Entries from a point annotation set:
--- begin ---
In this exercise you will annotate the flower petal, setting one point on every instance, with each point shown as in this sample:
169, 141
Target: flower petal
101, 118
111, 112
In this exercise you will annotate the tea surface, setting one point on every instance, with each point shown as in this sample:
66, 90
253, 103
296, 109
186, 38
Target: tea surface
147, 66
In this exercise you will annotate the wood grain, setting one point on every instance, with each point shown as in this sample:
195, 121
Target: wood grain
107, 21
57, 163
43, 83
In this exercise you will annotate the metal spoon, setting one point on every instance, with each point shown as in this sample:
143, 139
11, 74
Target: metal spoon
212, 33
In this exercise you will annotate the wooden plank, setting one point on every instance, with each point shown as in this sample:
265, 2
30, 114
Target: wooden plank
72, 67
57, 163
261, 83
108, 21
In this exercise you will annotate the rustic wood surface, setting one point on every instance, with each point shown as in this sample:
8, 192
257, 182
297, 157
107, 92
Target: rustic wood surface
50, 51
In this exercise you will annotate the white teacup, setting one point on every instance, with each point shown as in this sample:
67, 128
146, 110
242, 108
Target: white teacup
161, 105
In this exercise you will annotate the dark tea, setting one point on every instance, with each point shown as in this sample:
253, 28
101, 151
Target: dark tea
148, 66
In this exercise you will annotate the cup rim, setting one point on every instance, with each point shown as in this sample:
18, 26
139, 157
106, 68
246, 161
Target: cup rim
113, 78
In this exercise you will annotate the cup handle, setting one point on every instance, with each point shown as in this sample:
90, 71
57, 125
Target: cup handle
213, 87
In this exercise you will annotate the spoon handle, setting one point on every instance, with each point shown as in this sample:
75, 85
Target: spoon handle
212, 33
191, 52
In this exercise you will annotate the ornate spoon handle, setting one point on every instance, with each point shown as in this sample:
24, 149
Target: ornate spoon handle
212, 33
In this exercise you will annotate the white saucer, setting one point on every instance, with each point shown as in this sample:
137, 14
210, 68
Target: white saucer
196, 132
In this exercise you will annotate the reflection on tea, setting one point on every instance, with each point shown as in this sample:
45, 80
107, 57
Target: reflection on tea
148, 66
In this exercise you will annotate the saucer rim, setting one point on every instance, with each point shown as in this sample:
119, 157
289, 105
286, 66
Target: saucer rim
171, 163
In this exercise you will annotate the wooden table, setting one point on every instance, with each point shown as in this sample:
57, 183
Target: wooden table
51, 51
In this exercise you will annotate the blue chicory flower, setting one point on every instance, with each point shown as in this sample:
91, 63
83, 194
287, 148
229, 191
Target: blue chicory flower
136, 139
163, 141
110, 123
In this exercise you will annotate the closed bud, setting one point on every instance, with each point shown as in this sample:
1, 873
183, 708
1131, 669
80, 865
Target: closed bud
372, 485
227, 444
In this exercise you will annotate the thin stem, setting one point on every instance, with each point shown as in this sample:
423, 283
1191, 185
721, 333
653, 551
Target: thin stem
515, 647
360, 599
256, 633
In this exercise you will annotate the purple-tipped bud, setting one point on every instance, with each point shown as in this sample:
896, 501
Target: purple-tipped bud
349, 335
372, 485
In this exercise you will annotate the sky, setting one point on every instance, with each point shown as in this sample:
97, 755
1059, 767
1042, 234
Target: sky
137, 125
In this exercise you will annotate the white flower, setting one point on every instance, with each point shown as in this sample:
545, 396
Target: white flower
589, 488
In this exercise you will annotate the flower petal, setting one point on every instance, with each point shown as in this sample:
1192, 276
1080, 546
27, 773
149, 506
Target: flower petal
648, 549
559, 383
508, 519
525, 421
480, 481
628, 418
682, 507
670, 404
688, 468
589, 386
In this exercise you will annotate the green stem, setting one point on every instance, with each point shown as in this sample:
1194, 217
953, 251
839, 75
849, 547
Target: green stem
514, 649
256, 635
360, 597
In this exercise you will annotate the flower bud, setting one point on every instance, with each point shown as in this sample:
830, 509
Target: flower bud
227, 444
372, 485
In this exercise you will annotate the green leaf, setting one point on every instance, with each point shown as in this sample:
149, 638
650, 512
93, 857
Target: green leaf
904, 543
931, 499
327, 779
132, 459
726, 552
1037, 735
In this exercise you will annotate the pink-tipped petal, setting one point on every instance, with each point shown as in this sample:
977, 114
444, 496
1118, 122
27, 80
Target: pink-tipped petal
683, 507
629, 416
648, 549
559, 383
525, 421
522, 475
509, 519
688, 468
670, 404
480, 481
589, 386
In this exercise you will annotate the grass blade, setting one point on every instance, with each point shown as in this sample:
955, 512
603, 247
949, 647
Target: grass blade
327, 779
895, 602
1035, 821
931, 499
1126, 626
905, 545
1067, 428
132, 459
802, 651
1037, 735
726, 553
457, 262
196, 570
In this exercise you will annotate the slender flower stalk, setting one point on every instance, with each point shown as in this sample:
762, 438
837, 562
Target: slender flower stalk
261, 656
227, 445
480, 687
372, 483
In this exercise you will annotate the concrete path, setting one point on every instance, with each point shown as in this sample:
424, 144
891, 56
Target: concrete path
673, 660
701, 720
--- end ---
**Aim:** Print the complete listing again, exactly as it stands.

**Task response:**
In this exercise you will annotate the flower petal, setting one point on every instance, with each point shown as in this sample:
169, 141
Target: flower petal
101, 118
111, 112
In this exercise you will annotate the tea surface, setting one point on every instance, with each point shown as in this sample:
66, 90
253, 103
296, 109
186, 38
Target: tea surface
147, 66
In this exercise you will annotate the wood grain, setting one point on every instance, with each point shown as in this sample:
195, 121
Target: wood grain
107, 21
57, 163
43, 83
In this exercise you will annotate the metal spoon, setting one point on every instance, with each point shown as in this sample:
143, 139
11, 74
Target: metal spoon
212, 33
In this exercise you will annotate the wooden plank, setting one point on every instance, with each point shown as in this sample:
265, 2
30, 114
Target: wooden plank
72, 67
57, 163
261, 83
108, 21
In this exercise you will annotate the rustic wood surface, setting one point on every instance, with each point shown as in this sample:
8, 192
257, 182
297, 157
107, 92
Target: rustic wood surface
50, 51
In this exercise you will annotate the white teacup, setting one point on every instance, with each point shown as in this sample:
67, 128
146, 110
242, 108
Target: white teacup
161, 105
In this exercise you will annotate the dark tea, setting one point on every instance, with each point shown as in this sample:
253, 28
101, 151
Target: dark tea
148, 66
In this exercise you will annotate the cup rim, setting one point on every instance, with each point shown as in this sample:
18, 26
139, 157
106, 68
246, 161
Target: cup rim
113, 78
In this exercise you will annotate the cup handle, setting one point on every instance, with each point shown as in this sample:
90, 71
57, 125
Target: cup handle
213, 87
In this exercise you will annotate the spoon handle, setting one point on every instance, with each point shown as in this sample:
75, 85
Target: spoon handle
212, 33
191, 52
In this exercise you will annotate the ornate spoon handle, setting one point on every instance, with each point shown as in this sample:
24, 149
Target: ornate spoon handle
212, 33
In this exercise you will annotate the white saucer, setting one point on every instance, with each point shown as in this sample:
137, 14
210, 68
Target: white saucer
196, 132
In this exercise you will annotate the reflection on tea, setting one point on every instance, with each point shown as in this sample:
45, 80
107, 57
Target: reflection on tea
148, 66
In this exercise you will annotate the saucer rim, setting one point on every instance, with each point shown as in this sample:
119, 157
289, 105
286, 66
Target: saucer rim
171, 163
In this exercise you will annotate the wooden table, setting one point on every instance, with each point shown as in this sample:
57, 183
Target: wooden table
51, 51
In this exercise you will annotate the blue chicory flower, setting one point on every instance, with each point shown as in this sample:
91, 63
83, 194
287, 148
229, 191
Target: blue chicory flower
136, 139
163, 141
110, 123
In this exercise you will annotate the closed bud, setting one point on every instance, with each point shown as in this sample:
1, 873
183, 708
1131, 669
80, 865
Target: closed bud
372, 485
227, 444
In this exercise you will annotate the thin stem, setting one point on every instance, with each point shown as in this sample:
423, 283
1191, 185
721, 333
653, 551
Target: thin stem
515, 647
360, 599
256, 633
In this exercise you will annotate the purple-tipped bud, setting one point on every instance, with each point shown as in this sample:
896, 501
Target: purple-tipped bud
349, 335
372, 485
In this exercise you will annotate the sky, setting one point on every instance, with each point shown as in this sample:
97, 755
1059, 767
1042, 234
Target: sky
137, 125
In this exercise you will annotate the white flower, setting one point on every instance, with each point shown as in this sample:
545, 396
Target: white flower
589, 488
In this exercise you will annotate the flower petal, setting one point on every instance, with each point shown as in this sample:
1192, 276
1080, 546
27, 773
149, 506
Target: flower petal
648, 549
559, 383
508, 519
525, 421
480, 481
628, 418
682, 507
670, 404
688, 468
589, 386
In this exercise you will annotate the green stem, setting one point on every instance, with each point shown as in this sample:
1194, 217
953, 251
839, 75
849, 547
Target: green stem
514, 649
256, 635
360, 597
In this exercise you will annotate the flower bud, setting one point on every instance, with each point shown as in this sample:
830, 509
Target: flower bud
227, 444
372, 485
In this exercise you will annotate the green leaf, setting one point on every instance, with each point shown as in this sample:
149, 638
650, 512
93, 857
Target: green leaf
904, 543
931, 499
327, 779
132, 459
726, 552
1037, 735
In this exercise you will annotate the pink-tipped petal, setting one point on every instance, with each point shown as in this sample:
977, 114
444, 496
1118, 122
27, 80
Target: pink-tipped petal
683, 507
629, 416
648, 549
559, 383
525, 421
522, 475
509, 519
688, 468
670, 404
480, 481
589, 386
In this exercise you will annotate the grass blade, setting one point on every instance, with each point shown as in this sample:
955, 512
603, 247
949, 647
Target: grass blade
327, 779
895, 602
1035, 821
931, 499
1126, 626
905, 545
1067, 428
132, 459
802, 651
1037, 735
726, 553
457, 262
196, 570
In this exercise you will annotate the slender flower stalk, setting one point on every instance, with each point shown as in this sample:
762, 438
837, 562
Target: slender flower stalk
261, 656
227, 445
480, 687
372, 483
In this exercise you will annotate the concrete path, setting one point on every instance, with each point shown as in this sample:
424, 144
891, 56
Target: concrete path
673, 660
701, 720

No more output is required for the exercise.